_SHORT EXERCISE_
Give the number of lines in the listing that contain the string "wire". Case counts. Reply with the number only.

_RECORDS FOR THIS TASK_
━━━

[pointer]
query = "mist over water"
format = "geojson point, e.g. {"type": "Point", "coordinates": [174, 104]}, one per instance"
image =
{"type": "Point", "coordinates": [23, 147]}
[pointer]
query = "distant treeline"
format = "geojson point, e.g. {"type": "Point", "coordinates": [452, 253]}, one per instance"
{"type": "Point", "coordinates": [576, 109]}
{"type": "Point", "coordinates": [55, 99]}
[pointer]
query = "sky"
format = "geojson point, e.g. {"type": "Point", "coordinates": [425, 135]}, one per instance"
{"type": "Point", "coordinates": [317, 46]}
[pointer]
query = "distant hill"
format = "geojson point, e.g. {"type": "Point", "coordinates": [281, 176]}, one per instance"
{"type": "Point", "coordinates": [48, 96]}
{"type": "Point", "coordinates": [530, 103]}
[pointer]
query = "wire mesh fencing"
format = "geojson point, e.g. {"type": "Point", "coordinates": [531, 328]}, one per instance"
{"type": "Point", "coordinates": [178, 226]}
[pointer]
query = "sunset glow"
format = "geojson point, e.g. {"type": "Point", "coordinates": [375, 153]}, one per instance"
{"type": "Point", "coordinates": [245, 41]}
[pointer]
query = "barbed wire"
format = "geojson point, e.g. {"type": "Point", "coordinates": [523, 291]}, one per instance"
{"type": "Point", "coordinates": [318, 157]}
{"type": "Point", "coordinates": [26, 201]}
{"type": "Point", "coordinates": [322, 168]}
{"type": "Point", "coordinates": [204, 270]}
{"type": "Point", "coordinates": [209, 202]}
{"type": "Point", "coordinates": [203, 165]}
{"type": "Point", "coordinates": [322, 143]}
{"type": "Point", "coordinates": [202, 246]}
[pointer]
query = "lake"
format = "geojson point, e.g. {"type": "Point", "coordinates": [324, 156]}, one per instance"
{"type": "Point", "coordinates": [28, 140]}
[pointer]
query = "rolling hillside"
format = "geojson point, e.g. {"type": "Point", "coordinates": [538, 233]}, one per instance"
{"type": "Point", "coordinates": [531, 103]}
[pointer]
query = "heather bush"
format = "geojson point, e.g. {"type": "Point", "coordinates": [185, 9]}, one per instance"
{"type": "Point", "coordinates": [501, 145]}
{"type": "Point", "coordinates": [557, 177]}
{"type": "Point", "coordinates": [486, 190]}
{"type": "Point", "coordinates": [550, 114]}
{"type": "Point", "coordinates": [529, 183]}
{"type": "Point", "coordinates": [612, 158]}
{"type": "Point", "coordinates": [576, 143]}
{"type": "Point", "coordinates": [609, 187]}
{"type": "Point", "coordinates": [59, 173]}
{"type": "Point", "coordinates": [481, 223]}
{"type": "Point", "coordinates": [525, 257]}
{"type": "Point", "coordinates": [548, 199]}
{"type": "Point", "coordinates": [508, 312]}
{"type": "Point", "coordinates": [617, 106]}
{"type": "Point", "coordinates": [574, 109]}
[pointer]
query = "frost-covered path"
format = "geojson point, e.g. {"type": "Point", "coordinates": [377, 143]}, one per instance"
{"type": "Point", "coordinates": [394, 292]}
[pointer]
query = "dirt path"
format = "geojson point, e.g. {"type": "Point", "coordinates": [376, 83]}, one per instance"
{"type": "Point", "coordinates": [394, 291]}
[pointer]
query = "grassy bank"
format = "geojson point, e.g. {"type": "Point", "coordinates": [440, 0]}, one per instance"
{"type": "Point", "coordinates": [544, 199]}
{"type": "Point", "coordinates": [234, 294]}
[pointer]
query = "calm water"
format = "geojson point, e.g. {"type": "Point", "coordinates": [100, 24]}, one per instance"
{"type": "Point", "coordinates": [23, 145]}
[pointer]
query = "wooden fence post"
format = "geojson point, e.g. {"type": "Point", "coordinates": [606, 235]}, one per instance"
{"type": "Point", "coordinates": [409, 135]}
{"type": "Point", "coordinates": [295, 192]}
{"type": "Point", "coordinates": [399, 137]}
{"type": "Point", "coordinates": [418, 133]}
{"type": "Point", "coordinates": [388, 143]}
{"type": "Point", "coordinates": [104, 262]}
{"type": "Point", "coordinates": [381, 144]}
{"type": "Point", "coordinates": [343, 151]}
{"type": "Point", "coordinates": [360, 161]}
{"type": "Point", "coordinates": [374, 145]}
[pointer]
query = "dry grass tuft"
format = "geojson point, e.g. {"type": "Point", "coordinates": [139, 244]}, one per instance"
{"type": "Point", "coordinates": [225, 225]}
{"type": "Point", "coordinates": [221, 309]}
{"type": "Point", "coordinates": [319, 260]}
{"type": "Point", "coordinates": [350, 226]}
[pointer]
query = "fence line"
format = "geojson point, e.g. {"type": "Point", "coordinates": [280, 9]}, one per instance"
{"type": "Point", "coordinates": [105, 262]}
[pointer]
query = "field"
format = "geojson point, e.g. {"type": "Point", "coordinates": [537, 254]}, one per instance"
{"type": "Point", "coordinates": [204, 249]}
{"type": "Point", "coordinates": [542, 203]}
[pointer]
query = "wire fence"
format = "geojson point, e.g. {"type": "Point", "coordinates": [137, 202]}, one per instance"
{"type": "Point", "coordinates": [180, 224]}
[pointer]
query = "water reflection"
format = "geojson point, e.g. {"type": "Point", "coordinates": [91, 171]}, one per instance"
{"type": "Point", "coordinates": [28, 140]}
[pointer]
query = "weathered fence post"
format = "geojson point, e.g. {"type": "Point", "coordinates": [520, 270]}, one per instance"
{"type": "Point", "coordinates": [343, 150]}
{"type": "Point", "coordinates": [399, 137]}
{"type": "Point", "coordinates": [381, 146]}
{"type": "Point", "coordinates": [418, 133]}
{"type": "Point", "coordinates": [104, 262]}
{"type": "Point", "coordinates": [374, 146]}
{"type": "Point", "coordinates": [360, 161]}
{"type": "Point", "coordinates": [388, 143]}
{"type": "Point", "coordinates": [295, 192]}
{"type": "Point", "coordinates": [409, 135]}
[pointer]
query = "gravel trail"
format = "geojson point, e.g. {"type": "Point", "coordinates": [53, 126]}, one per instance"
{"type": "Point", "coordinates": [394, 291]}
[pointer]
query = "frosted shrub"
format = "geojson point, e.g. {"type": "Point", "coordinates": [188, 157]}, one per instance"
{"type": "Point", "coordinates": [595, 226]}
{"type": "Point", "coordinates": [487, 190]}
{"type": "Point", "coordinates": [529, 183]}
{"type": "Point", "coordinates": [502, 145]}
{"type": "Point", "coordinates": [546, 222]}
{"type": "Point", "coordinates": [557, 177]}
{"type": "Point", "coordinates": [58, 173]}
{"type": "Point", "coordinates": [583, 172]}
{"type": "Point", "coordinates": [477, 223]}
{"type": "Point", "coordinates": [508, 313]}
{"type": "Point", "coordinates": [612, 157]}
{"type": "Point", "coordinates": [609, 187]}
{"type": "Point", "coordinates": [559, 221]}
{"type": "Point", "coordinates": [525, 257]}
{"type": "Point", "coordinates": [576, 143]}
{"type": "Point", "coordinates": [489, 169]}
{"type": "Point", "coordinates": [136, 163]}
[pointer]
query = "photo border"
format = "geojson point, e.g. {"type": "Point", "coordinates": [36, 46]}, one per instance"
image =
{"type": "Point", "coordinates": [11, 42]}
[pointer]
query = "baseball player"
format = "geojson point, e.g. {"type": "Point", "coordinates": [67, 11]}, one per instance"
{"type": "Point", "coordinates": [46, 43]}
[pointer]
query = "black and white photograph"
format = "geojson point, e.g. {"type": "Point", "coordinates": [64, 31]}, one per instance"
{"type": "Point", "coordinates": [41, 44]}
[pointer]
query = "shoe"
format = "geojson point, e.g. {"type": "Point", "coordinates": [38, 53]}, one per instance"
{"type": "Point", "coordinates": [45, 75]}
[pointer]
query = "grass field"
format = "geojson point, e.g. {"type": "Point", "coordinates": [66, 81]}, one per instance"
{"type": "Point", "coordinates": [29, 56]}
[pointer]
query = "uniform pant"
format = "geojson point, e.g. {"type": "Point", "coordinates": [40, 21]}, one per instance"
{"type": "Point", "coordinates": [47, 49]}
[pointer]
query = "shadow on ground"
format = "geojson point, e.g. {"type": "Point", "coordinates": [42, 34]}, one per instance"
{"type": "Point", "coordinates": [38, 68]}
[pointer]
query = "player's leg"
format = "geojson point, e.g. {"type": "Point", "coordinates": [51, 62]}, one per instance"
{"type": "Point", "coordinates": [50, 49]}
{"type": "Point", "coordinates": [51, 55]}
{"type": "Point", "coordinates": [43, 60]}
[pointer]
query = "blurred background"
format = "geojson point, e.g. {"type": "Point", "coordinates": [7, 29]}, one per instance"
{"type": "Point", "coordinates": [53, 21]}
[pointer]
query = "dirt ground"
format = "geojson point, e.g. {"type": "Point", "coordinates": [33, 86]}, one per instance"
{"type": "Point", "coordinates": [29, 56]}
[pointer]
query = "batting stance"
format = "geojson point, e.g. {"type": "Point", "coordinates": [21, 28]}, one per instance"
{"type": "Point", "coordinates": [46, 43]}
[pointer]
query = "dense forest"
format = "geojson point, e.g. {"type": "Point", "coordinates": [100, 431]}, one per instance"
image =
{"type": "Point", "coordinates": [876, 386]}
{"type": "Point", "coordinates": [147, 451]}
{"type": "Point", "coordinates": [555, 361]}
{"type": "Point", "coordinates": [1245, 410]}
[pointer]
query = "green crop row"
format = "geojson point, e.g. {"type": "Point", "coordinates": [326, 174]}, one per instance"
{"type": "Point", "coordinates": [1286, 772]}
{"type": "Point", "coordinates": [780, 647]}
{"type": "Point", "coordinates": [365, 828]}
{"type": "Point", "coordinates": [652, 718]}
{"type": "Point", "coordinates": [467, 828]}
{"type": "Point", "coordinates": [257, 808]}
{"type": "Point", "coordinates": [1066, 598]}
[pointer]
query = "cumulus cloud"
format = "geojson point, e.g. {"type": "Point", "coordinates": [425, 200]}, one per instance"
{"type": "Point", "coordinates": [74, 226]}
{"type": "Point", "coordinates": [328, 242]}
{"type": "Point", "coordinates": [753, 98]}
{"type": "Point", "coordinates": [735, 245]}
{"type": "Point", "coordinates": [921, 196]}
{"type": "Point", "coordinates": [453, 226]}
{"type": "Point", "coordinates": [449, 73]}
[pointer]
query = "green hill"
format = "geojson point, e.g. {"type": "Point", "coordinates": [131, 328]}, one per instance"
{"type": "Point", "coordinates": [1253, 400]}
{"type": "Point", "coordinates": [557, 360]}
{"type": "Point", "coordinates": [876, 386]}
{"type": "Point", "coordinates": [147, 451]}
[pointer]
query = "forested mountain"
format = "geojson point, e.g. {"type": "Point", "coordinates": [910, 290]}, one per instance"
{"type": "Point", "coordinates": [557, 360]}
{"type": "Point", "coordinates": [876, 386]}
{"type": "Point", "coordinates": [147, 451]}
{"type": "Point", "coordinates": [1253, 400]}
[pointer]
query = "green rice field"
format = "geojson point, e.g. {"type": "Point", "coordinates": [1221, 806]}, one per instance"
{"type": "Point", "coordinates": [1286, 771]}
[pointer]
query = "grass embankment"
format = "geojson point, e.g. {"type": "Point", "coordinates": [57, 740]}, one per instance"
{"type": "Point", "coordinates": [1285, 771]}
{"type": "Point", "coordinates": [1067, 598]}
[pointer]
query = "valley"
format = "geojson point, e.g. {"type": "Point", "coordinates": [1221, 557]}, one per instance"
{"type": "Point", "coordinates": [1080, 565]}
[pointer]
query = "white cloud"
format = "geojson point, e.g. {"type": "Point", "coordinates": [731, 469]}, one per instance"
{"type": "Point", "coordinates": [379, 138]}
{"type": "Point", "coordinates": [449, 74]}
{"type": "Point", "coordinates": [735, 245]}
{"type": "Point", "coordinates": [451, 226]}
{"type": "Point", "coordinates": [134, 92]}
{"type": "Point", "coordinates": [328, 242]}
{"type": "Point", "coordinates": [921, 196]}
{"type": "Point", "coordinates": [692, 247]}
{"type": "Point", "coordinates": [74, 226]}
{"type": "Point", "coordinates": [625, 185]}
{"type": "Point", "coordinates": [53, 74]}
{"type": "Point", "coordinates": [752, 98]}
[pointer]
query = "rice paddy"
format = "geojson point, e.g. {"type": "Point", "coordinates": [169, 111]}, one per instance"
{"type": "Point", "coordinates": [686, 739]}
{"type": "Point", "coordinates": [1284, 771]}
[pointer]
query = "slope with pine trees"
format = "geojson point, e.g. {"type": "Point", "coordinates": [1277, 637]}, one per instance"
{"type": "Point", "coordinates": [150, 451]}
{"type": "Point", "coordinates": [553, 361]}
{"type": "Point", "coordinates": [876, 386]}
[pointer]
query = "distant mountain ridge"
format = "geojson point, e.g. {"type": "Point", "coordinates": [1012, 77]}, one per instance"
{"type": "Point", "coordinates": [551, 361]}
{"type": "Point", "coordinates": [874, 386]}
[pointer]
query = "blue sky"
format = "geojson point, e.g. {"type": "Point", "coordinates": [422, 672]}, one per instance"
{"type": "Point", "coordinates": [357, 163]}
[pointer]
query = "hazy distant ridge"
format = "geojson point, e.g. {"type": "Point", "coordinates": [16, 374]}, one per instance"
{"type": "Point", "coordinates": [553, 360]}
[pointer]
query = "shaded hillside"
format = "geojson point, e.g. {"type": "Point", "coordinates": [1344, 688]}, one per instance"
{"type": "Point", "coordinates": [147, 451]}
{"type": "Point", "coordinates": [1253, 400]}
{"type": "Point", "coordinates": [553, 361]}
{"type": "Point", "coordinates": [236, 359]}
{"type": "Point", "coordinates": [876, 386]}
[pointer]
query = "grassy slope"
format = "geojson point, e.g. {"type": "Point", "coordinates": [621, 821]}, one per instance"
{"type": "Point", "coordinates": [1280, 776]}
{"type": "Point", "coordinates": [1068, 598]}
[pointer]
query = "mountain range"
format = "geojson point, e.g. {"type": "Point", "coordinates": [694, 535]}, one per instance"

━━━

_RESULT OF THIS TASK_
3